** Start of Text extract **

# Gave her a wash and polish.......



## Gaz78 (Mar 15, 2017)

Gave her a good clean and then autoglym super resin polish and fitted new number plates so thought it was time for a pic.....


----------



## robbiepepper (Apr 4, 2017)

Nice, I do really like the chromed trim fog's, cannot understand why you cannot get them for a pre-facelift!


----------



## carlsicesilverTT (Jun 30, 2016)

Looking good! Are those wheels standard with the car or have you changed them during ownership?


----------



## ReTTro fit (Nov 9, 2014)

robbiepepper said:


> Nice, I do really like the chromed trim fog's, cannot understand why you cannot get them for a pre-facelift!


They are pre facelift fog grills

Sent from my iPhone using Tapatalk


----------



## robbiepepper (Apr 4, 2017)

yea, I should have said on a 3.2TT


----------



## Gaz78 (Mar 15, 2017)

carlsicesilverTT said:


> Looking good! Are those wheels standard with the car or have you changed them during ownership?


Factory upgrade from new. Normally its 18s fitted but these are the 19s (Just recently had them refurbed).

As for the fog grills they are pre facelift, although I can't decide whether to change them to the facelift with the silver bar in them???

Gaz


----------



## ashfinlayson (Oct 26, 2013)

Looks cracking, love a black TT just cleaned 8)


----------



## carlsicesilverTT (Jun 30, 2016)

What brand of car washing shampoo/polish/wax do you use on your car?

I've got meguairs ultimate wash and wax and MER autoshine polish and finishing wax.

Is it advisable to use same brand shampoo and polish/wax?

When I ran out of MER shampoo I used meguairs ultimate wash/wax on next wash. It gave me impression it removed the mer polish and wax as I noticed decreased beading :?

Just my imagination I guess?


----------



## suzannec (May 20, 2017)

Looking good! I also made use of Autoglym's Super Resin Polish at the weekend but I fear the car hasn't seen polish in a long while so it is going to need a few more coats at the weekend! I plan to wax at the weekend too.


----------



## Stem (Jul 14, 2015)

Looks great - but I bet a nightmare keeping clean.


----------



## Gaz78 (Mar 15, 2017)

Stem said:


> Looks great - but I bet a nightmare keeping clean.


Not at all.....its dead easy to keep clean :roll:


----------



## Gaz78 (Mar 15, 2017)

carlsicesilverTT said:


> What brand of car washing shampoo/polish/wax do you use on your car?
> 
> I've got meguairs ultimate wash and wax and MER autoshine polish and finishing wax.
> 
> ...


I use any wash and wax type shampoo like turtlewax etc, then gave the bonnet a going over with Maguires compound just to remove some swirl marks, then finished with the super resin polish.

** End of Text extract **
** Start of Excerpted data **

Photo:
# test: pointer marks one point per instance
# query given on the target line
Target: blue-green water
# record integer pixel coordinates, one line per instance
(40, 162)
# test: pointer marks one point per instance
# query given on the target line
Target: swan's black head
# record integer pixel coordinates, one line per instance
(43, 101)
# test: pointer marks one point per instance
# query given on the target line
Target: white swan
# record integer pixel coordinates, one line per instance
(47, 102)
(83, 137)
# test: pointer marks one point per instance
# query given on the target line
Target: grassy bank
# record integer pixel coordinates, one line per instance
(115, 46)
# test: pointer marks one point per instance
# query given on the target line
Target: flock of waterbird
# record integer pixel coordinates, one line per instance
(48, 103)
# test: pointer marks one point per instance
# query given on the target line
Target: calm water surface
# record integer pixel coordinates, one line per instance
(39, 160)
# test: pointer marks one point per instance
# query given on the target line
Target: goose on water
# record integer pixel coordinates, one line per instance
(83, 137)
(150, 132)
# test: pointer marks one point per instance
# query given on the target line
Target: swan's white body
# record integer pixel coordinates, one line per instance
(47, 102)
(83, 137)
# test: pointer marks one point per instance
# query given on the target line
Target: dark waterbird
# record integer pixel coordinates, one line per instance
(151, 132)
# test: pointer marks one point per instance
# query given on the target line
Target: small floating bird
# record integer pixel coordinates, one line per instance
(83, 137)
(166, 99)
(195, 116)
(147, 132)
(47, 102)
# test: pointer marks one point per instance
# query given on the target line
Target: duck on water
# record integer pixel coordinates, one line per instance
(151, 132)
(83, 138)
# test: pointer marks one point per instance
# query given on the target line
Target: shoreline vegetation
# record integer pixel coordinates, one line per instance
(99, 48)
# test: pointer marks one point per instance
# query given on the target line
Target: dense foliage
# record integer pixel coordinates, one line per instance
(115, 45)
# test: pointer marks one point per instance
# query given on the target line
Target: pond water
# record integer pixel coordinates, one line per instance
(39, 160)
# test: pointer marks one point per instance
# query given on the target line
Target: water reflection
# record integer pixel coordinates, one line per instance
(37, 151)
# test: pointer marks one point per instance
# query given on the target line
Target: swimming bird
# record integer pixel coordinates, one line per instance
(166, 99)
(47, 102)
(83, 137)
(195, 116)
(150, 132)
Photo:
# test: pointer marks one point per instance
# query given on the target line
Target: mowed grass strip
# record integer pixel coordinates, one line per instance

** End of Excerpted data **

Problem description:
Answer these questions using the forum thread about washing and polishing the car.
(a) Which polish did Gaz78 apply after giving the car a good clean?
(b) What wheel size does Gaz78 say is normally fitted, and what size is on this car?
(c) What did Gaz78 use on the bonnet to remove swirl marks?

The solution:
(a) Autoglym Super Resin Polish.
(b) Normally 18s are fitted; this car has 19s.
(c) Maguires compound.